* _Text passage_
++++++
Don’t Use Job Title Creep to Communicate Recognition

August 27, 2019

Or, the Case Against the “Very Senior Associate Manager” Job Title

Job title creep happens in nearly every organization, especially in a slow-growth economy. Merit increases are small, growth opportunities are few. When positions are eliminated, those who remain take on those additional tasks, and they naturally want to be rewarded for doing so. Hard-pressed managers rewrite job descriptions and send them to HR for pricing—sometimes resulting in a new job title, but rarely with any difference in base pay.

A grocery chain realized their job titles were out of control when they counted them up: 126 different job titles existed for their store-based positions. They found titles indicating three different levels for the job of collecting shopping carts from the parking lot. Some of the specialization in job titles were just plain silly, such as Hot Chicken Associate. (“Oh, you want cold chicken? That’s not my area—see the Cold Chicken Associate over there.”)

The problem of administering all those job titles was creating headaches for both store managers and HR. This employer did a complete job evaluation study of all their store-based positions and reduced the number of jobs by 100, to just 26 distinct job titles. As with most job evaluation projects, employees were promised that no one would have their pay reduced.

But employees objected—strongly—to the new titles. The company underestimated the emotional attachments that employees had to those titles. These attachment were, in a way, hard-wired into employees’ DNA.
++++++
* _Records_
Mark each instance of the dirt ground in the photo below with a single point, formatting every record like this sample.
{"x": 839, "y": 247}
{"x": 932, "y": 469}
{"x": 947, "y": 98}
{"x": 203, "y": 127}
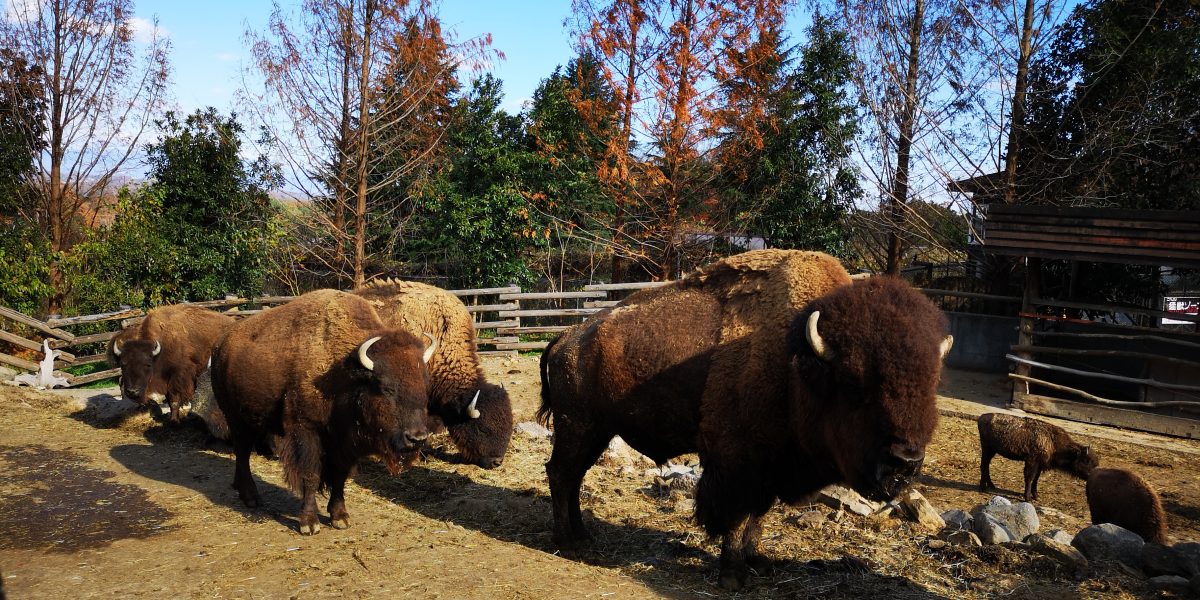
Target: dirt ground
{"x": 133, "y": 509}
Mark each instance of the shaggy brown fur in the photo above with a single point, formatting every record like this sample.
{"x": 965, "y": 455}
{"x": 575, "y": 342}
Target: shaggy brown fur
{"x": 186, "y": 336}
{"x": 1041, "y": 444}
{"x": 455, "y": 372}
{"x": 294, "y": 371}
{"x": 718, "y": 363}
{"x": 1123, "y": 498}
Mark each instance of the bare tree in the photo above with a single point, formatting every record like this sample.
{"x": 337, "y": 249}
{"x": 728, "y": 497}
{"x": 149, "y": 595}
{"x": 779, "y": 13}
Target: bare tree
{"x": 335, "y": 97}
{"x": 102, "y": 87}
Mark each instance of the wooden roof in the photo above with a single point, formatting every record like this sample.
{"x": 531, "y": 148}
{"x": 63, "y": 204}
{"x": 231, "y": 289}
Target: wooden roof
{"x": 1165, "y": 238}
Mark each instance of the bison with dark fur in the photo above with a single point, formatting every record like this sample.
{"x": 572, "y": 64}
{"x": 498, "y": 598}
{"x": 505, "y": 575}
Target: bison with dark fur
{"x": 779, "y": 371}
{"x": 478, "y": 414}
{"x": 333, "y": 382}
{"x": 1039, "y": 444}
{"x": 162, "y": 358}
{"x": 1123, "y": 498}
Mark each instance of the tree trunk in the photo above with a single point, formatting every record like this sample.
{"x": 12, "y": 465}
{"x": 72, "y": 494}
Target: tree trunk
{"x": 360, "y": 211}
{"x": 904, "y": 145}
{"x": 1014, "y": 131}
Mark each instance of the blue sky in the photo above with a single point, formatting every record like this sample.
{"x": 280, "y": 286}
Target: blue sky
{"x": 209, "y": 51}
{"x": 208, "y": 48}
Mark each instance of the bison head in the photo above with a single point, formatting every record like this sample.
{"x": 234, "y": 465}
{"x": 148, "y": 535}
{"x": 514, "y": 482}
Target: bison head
{"x": 393, "y": 393}
{"x": 483, "y": 426}
{"x": 865, "y": 364}
{"x": 137, "y": 358}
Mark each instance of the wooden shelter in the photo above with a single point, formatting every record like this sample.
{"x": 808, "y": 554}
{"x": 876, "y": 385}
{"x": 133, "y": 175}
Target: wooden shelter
{"x": 1119, "y": 365}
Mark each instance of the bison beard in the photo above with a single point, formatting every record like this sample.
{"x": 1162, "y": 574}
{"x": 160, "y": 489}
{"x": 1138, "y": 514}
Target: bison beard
{"x": 783, "y": 375}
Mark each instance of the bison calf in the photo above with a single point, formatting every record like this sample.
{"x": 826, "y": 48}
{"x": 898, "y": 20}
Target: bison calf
{"x": 1041, "y": 444}
{"x": 327, "y": 376}
{"x": 1122, "y": 498}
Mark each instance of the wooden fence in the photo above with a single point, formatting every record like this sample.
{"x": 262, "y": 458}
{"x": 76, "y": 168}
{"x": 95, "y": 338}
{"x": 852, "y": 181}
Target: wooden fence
{"x": 507, "y": 321}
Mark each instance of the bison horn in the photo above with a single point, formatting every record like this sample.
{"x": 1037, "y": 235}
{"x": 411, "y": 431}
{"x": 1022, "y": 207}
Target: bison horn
{"x": 363, "y": 354}
{"x": 431, "y": 349}
{"x": 815, "y": 340}
{"x": 945, "y": 348}
{"x": 472, "y": 412}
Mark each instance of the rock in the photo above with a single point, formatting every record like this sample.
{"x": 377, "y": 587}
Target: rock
{"x": 958, "y": 519}
{"x": 1060, "y": 535}
{"x": 1189, "y": 551}
{"x": 1063, "y": 553}
{"x": 1158, "y": 559}
{"x": 1019, "y": 520}
{"x": 619, "y": 453}
{"x": 533, "y": 430}
{"x": 840, "y": 497}
{"x": 990, "y": 531}
{"x": 1108, "y": 541}
{"x": 1170, "y": 583}
{"x": 807, "y": 520}
{"x": 963, "y": 538}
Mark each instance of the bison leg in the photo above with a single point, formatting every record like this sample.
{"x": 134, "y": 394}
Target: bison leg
{"x": 1032, "y": 472}
{"x": 575, "y": 453}
{"x": 335, "y": 478}
{"x": 243, "y": 481}
{"x": 739, "y": 553}
{"x": 985, "y": 457}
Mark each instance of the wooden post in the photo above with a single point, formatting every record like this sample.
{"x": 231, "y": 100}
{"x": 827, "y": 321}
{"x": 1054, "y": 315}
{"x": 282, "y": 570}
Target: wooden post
{"x": 1025, "y": 334}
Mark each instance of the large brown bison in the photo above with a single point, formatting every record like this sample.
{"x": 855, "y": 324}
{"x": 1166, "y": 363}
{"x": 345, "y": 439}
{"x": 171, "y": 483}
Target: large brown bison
{"x": 779, "y": 371}
{"x": 478, "y": 414}
{"x": 325, "y": 375}
{"x": 162, "y": 358}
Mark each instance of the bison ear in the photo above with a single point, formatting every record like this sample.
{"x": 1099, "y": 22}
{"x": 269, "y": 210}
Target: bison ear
{"x": 945, "y": 348}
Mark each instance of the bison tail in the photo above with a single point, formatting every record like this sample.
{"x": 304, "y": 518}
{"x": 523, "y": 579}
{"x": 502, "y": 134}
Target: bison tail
{"x": 543, "y": 414}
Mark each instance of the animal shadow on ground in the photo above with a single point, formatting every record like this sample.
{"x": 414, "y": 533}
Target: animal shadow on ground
{"x": 678, "y": 569}
{"x": 179, "y": 461}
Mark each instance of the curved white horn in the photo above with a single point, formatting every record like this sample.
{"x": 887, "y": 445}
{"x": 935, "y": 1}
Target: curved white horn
{"x": 945, "y": 348}
{"x": 815, "y": 340}
{"x": 363, "y": 354}
{"x": 472, "y": 412}
{"x": 430, "y": 349}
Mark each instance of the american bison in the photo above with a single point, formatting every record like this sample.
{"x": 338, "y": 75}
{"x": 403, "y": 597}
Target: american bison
{"x": 333, "y": 382}
{"x": 163, "y": 357}
{"x": 1042, "y": 445}
{"x": 478, "y": 414}
{"x": 1123, "y": 498}
{"x": 774, "y": 366}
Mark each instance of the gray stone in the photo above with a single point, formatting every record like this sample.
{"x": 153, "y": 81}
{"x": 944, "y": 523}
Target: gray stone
{"x": 1170, "y": 583}
{"x": 1158, "y": 559}
{"x": 1020, "y": 520}
{"x": 1189, "y": 551}
{"x": 1060, "y": 535}
{"x": 841, "y": 497}
{"x": 958, "y": 519}
{"x": 963, "y": 538}
{"x": 1108, "y": 541}
{"x": 990, "y": 531}
{"x": 534, "y": 430}
{"x": 918, "y": 509}
{"x": 1063, "y": 553}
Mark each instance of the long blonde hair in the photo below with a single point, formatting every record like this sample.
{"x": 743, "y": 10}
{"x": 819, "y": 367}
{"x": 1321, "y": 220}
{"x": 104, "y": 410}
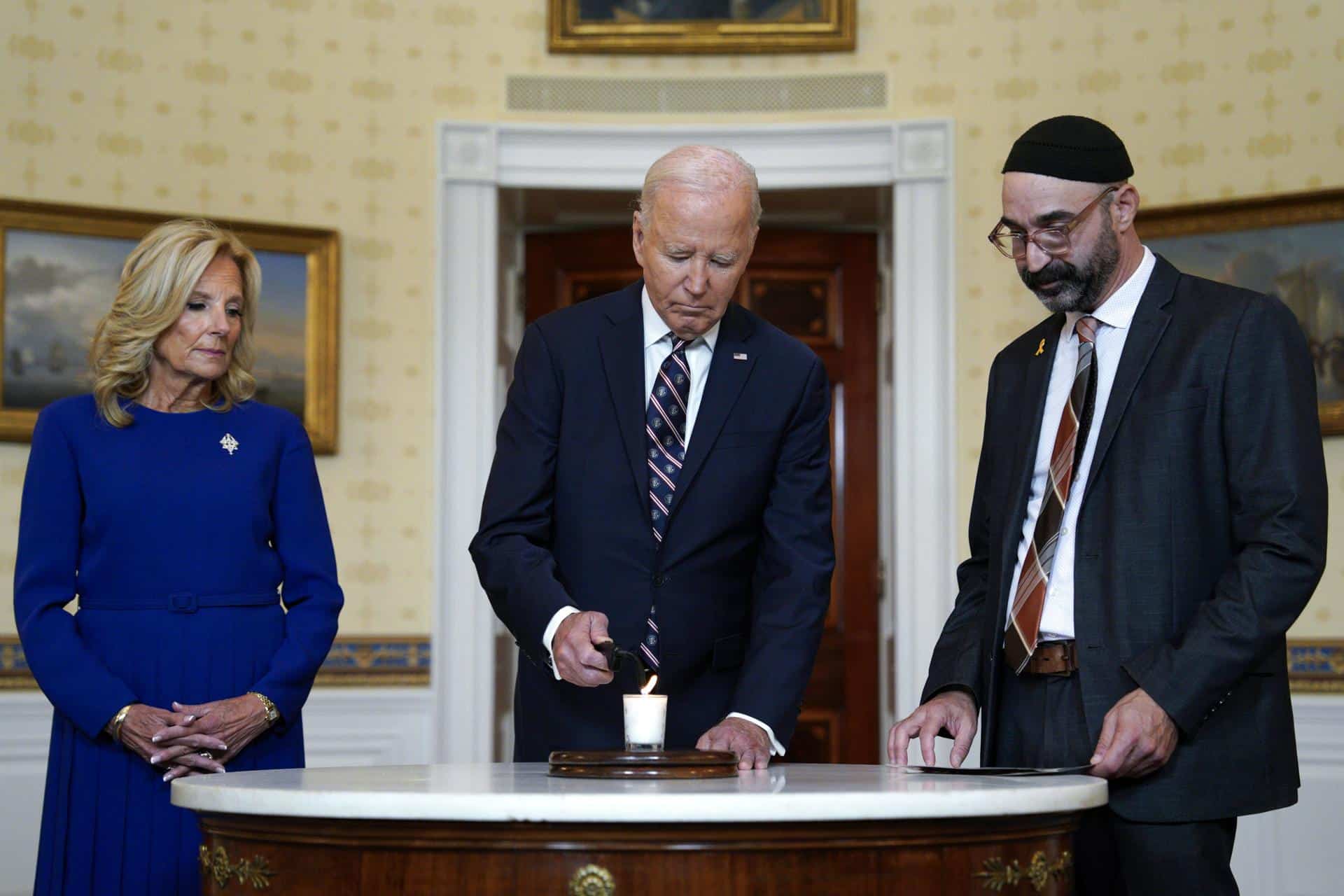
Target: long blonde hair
{"x": 156, "y": 280}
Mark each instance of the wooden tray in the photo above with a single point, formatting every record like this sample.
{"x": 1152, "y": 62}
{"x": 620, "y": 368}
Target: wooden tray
{"x": 619, "y": 763}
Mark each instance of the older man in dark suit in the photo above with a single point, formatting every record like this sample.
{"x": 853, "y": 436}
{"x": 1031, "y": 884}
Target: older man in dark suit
{"x": 663, "y": 479}
{"x": 1148, "y": 522}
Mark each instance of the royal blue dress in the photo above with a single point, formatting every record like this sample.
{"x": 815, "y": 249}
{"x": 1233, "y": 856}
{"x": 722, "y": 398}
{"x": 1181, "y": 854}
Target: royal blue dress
{"x": 181, "y": 535}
++++++
* _What you should do_
Can you carry on the article about job title creep, picking up right after its final sentence?

* _Exercise output_
Consider just how many modern western surnames were created from job titles. When an Anglo-Saxon village had two men named John, people differentiated them by adding their occupations: John the Miller, John the Farmer. Soon, everyone had a surname, whether Butcher, Cooper, Cook, or Smith.

In the stores, the new titles were eventually implemented, but only after a careful communication initiative. Managers were extensively trained in the rationale for the changes, and staff held small-group meetings with employees. A few titles were changed to address employees’ objections.

The Lesson for HR Leaders and Front-Line Mangers

Resist the urge to create a whole new job to placate employees who feel stuck or overworked in their jobs! The emotional return on investment in the new job title is short-lived, and it creates a whole new set of problems and costs to the organization’s compensation systems.

If you can’t afford or justify a meaningful pay adjustment, consider other communication actions to recognize employees.